> THE EXERCISE: Rewrite the entries below as a numbered list, leaving out any blank lines.

[Dataset items]
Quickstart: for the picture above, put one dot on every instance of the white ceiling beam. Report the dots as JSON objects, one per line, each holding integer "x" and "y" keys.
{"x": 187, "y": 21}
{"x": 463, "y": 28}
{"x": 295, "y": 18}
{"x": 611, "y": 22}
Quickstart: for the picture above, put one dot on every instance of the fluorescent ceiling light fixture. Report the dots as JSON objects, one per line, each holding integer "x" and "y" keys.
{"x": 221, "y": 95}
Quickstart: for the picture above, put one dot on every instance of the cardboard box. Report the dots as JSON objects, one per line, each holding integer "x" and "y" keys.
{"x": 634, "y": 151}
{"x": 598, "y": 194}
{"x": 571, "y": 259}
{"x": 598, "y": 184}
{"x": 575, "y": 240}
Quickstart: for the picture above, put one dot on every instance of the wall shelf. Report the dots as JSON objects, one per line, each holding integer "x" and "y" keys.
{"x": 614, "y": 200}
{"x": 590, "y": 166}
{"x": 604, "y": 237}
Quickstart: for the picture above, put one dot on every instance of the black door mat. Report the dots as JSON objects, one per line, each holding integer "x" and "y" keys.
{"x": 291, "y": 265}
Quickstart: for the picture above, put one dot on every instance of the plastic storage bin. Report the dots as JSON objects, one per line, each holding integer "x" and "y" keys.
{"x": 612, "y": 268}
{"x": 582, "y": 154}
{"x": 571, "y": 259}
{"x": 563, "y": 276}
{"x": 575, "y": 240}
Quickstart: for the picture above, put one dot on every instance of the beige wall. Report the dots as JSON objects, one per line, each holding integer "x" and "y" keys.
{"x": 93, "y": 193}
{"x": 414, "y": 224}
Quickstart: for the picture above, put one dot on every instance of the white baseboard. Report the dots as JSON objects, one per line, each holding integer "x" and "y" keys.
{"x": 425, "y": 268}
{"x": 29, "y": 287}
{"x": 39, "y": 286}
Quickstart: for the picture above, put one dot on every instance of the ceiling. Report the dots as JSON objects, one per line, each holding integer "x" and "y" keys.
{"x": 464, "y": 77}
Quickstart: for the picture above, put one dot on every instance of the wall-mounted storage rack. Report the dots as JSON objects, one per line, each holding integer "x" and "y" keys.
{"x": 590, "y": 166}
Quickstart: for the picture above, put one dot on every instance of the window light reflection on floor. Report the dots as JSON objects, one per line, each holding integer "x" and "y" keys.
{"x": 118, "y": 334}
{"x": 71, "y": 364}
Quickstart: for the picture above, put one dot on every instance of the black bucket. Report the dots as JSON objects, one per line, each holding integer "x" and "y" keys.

> TASK ANSWER:
1. Quickstart: for the picture above, put one dot on every instance of the white ceiling beam. Report the dots as JSON objects, one per line, each holding integer "x" and "y" keys.
2. {"x": 187, "y": 21}
3. {"x": 463, "y": 28}
4. {"x": 295, "y": 18}
5. {"x": 611, "y": 22}
6. Quickstart: for the picture above, put one dot on every instance of the fluorescent ceiling light fixture. Report the dots as JSON objects, one per line, each holding integer "x" and "y" keys.
7. {"x": 221, "y": 95}
8. Quickstart: for the picture above, put one dot on every instance of the cardboard box. Report the dots as JSON objects, one per line, each holding integer "x" and "y" keys.
9. {"x": 634, "y": 151}
10. {"x": 598, "y": 194}
11. {"x": 571, "y": 259}
12. {"x": 598, "y": 184}
13. {"x": 575, "y": 240}
14. Quickstart: for the picture above, put one dot on every instance of the wall shelf. Report the dots as JSON objects, one per line, each holding integer "x" and "y" keys.
15. {"x": 614, "y": 200}
16. {"x": 590, "y": 166}
17. {"x": 604, "y": 237}
18. Quickstart: for the picture above, put one dot on every instance of the black door mat. Report the dots as JSON objects, one per line, each holding integer "x" and "y" keys.
19. {"x": 291, "y": 265}
20. Quickstart: for the picture above, put one dot on every instance of the plastic storage bin. Report the dots as JSON objects, one per line, each holding integer "x" and "y" keys.
21. {"x": 612, "y": 268}
22. {"x": 582, "y": 154}
23. {"x": 571, "y": 259}
24. {"x": 563, "y": 276}
25. {"x": 575, "y": 240}
26. Quickstart: for the picture above, put one dot on every instance of the beige wall. Report the dots as JSON objects, one per line, each holding integer "x" and "y" keys.
27. {"x": 93, "y": 193}
28. {"x": 414, "y": 224}
29. Quickstart: for the picture above, put one dot on every instance of the white baseboard. Report the dots as JSON objects, one per line, each holding integer "x" and "y" keys.
30. {"x": 425, "y": 268}
31. {"x": 29, "y": 287}
32. {"x": 39, "y": 286}
33. Quickstart: for the picture above, put one dot on every instance of the ceiling. Report the dots as JSON objects, one per line, each holding integer "x" and "y" keys.
34. {"x": 464, "y": 77}
35. Quickstart: for the picture above, put one dot on every instance of the wall-mounted storage rack. Report the dots as JSON objects, one per line, each holding integer "x" and "y" keys.
36. {"x": 590, "y": 166}
37. Quickstart: for the picture above, put one dot on every instance of the window light reflection on floor. Report the dots as JSON objects, one per line, each holding integer "x" and "y" keys.
38. {"x": 118, "y": 334}
39. {"x": 71, "y": 364}
40. Quickstart: for the picture above, put one dot on every instance of the black bucket. Report the dots as JSON objects, one per line, each holding integer "x" and "y" keys.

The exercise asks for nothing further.